— What this task involves —
Print out each record, keeping it identical to the original.

(Extracted records)

--

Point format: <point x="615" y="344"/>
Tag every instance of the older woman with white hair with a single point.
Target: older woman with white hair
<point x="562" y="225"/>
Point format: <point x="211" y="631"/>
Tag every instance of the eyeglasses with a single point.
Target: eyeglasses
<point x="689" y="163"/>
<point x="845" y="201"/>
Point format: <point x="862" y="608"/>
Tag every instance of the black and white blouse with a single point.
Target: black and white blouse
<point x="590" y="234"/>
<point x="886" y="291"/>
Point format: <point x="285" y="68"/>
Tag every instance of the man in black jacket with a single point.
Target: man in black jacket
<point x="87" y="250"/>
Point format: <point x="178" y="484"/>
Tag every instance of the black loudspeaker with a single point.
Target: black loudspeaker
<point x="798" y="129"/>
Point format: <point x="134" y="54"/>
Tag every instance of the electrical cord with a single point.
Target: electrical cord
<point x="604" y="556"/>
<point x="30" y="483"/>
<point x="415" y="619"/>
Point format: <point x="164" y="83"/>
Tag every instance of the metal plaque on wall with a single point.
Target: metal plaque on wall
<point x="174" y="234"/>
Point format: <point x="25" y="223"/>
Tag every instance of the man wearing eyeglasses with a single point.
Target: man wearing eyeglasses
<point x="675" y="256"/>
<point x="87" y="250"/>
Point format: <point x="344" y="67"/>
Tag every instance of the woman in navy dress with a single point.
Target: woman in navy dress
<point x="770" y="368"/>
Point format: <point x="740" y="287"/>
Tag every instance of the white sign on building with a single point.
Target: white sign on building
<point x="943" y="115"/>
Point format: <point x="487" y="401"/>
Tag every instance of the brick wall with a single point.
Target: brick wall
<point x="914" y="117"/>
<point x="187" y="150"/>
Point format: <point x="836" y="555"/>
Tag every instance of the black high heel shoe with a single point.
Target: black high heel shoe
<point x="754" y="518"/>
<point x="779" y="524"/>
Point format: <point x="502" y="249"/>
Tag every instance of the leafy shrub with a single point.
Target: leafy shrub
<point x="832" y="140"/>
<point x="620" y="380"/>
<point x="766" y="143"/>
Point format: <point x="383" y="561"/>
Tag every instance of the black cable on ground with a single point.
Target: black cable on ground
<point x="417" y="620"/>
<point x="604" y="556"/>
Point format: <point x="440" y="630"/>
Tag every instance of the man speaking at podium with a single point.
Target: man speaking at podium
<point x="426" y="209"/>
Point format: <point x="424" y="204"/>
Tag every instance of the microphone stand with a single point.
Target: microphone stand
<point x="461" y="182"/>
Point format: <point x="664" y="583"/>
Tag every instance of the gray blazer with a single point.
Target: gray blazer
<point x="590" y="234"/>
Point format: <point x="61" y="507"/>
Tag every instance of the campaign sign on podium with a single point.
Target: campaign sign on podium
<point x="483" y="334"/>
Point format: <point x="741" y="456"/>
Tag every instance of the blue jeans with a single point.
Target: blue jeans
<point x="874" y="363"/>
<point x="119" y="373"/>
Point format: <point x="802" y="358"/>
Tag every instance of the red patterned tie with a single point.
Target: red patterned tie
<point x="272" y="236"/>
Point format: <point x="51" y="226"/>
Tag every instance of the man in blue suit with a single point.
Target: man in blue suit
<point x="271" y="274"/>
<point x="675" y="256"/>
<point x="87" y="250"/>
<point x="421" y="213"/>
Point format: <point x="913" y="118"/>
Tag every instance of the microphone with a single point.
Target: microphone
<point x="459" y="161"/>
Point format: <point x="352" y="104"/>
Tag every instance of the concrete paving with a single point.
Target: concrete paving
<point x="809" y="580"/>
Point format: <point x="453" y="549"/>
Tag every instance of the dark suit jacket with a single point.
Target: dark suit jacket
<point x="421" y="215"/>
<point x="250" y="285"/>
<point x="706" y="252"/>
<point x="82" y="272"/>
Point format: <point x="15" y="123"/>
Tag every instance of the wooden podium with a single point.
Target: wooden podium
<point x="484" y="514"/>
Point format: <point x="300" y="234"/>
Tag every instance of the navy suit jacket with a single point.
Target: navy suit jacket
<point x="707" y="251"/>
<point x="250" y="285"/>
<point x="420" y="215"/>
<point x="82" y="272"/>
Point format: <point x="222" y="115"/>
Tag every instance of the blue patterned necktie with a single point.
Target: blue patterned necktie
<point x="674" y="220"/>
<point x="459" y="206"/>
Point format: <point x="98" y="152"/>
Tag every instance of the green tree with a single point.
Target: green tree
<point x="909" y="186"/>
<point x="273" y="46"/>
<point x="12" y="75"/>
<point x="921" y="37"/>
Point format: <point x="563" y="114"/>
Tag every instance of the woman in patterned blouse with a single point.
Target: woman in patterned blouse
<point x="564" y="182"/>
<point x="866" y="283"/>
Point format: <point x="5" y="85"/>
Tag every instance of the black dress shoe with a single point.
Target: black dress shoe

--

— Output of the task —
Point format: <point x="615" y="344"/>
Tag every instance of the older woman with white hair with a single point.
Target: older woman with white hair
<point x="562" y="225"/>
Point format: <point x="211" y="631"/>
Tag every instance of the eyeglasses with a single point.
Target: eyeglasses
<point x="689" y="163"/>
<point x="845" y="201"/>
Point format: <point x="862" y="608"/>
Tag every instance of the black and white blouse with a single point.
Target: black and white blouse
<point x="590" y="234"/>
<point x="886" y="291"/>
Point format: <point x="285" y="68"/>
Tag every instance of the man in black jacket with a single point.
Target: man in black jacket
<point x="87" y="250"/>
Point format: <point x="178" y="484"/>
Tag every instance of the black loudspeaker with a single point.
Target: black loudspeaker
<point x="798" y="129"/>
Point format: <point x="134" y="54"/>
Tag every instance of the electrical cord with a single point.
Target: electrical cord
<point x="604" y="556"/>
<point x="30" y="483"/>
<point x="415" y="619"/>
Point format: <point x="164" y="83"/>
Tag every instance of the metal plaque on wall with a single point.
Target: metal plaque on wall
<point x="174" y="234"/>
Point format: <point x="25" y="223"/>
Tag every instance of the man wearing eyeglasses with a single point.
Target: man wearing eyeglasses
<point x="675" y="256"/>
<point x="87" y="250"/>
Point format: <point x="344" y="67"/>
Tag every instance of the woman in navy dress with a single point.
Target: woman in navy dress
<point x="770" y="368"/>
Point format: <point x="740" y="287"/>
Tag every instance of the white sign on building with a single point.
Target: white sign on building
<point x="943" y="115"/>
Point format: <point x="487" y="401"/>
Tag every instance of the brick wall with a single point.
Target: brick wall
<point x="914" y="117"/>
<point x="187" y="150"/>
Point format: <point x="836" y="555"/>
Tag every instance of the black high heel shoe with a single point.
Target: black high heel shoe
<point x="754" y="518"/>
<point x="779" y="524"/>
Point format: <point x="502" y="249"/>
Tag every instance of the leafy shrub with a single point.
Target: leafy shrub
<point x="832" y="140"/>
<point x="620" y="380"/>
<point x="766" y="143"/>
Point format: <point x="383" y="561"/>
Tag every instance of the black cable on ground with a single point.
Target: black cable on ground
<point x="417" y="620"/>
<point x="604" y="556"/>
Point format: <point x="440" y="630"/>
Tag every instance of the man speaking at podium with a single point.
Target: man speaking at podium
<point x="426" y="209"/>
Point format: <point x="424" y="204"/>
Tag every instance of the microphone stand with a single point.
Target: microphone stand
<point x="461" y="182"/>
Point format: <point x="664" y="583"/>
Tag every instance of the gray blazer with a single point.
Target: gray blazer
<point x="590" y="234"/>
Point format: <point x="61" y="507"/>
Tag every instance of the campaign sign on podium with a single point.
Target: campaign sign on podium
<point x="483" y="334"/>
Point format: <point x="741" y="456"/>
Tag every instance of the blue jeans with a single point.
Target: blue jeans
<point x="874" y="363"/>
<point x="119" y="373"/>
Point format: <point x="802" y="358"/>
Tag every instance of the red patterned tie with a single point.
Target: red patterned tie
<point x="272" y="236"/>
Point format: <point x="51" y="226"/>
Tag every instance of the man in blue suit with a single point.
Target: man in blue suit
<point x="271" y="274"/>
<point x="675" y="256"/>
<point x="87" y="250"/>
<point x="421" y="213"/>
Point format: <point x="913" y="118"/>
Tag every instance of the microphone with a single point.
Target: microphone
<point x="459" y="161"/>
Point format: <point x="352" y="104"/>
Tag every instance of the concrete paving with a single point.
Target: concrete paving
<point x="809" y="580"/>
Point format: <point x="453" y="549"/>
Tag every instance of the dark suit jacket with a single point.
Target: dark suit jacket
<point x="421" y="215"/>
<point x="250" y="285"/>
<point x="706" y="252"/>
<point x="82" y="272"/>
Point format: <point x="15" y="123"/>
Tag every instance of the wooden podium with a single point.
Target: wooden podium
<point x="484" y="514"/>
Point format: <point x="300" y="234"/>
Tag every instance of the navy suit jacket with a single point.
Target: navy suit jacket
<point x="707" y="251"/>
<point x="250" y="285"/>
<point x="420" y="215"/>
<point x="82" y="272"/>
Point format: <point x="222" y="115"/>
Tag every instance of the blue patterned necktie with a single point.
Target: blue patterned necktie
<point x="674" y="220"/>
<point x="459" y="206"/>
Point format: <point x="98" y="152"/>
Tag every instance of the green tree with a single point.
Target: green tree
<point x="909" y="186"/>
<point x="273" y="46"/>
<point x="12" y="75"/>
<point x="921" y="37"/>
Point format: <point x="563" y="114"/>
Tag every instance of the woman in patterned blouse with a single point.
Target: woman in patterned blouse
<point x="564" y="182"/>
<point x="866" y="283"/>
Point format: <point x="5" y="85"/>
Tag every instance of the black dress shoe with a single point.
Target: black dress shoe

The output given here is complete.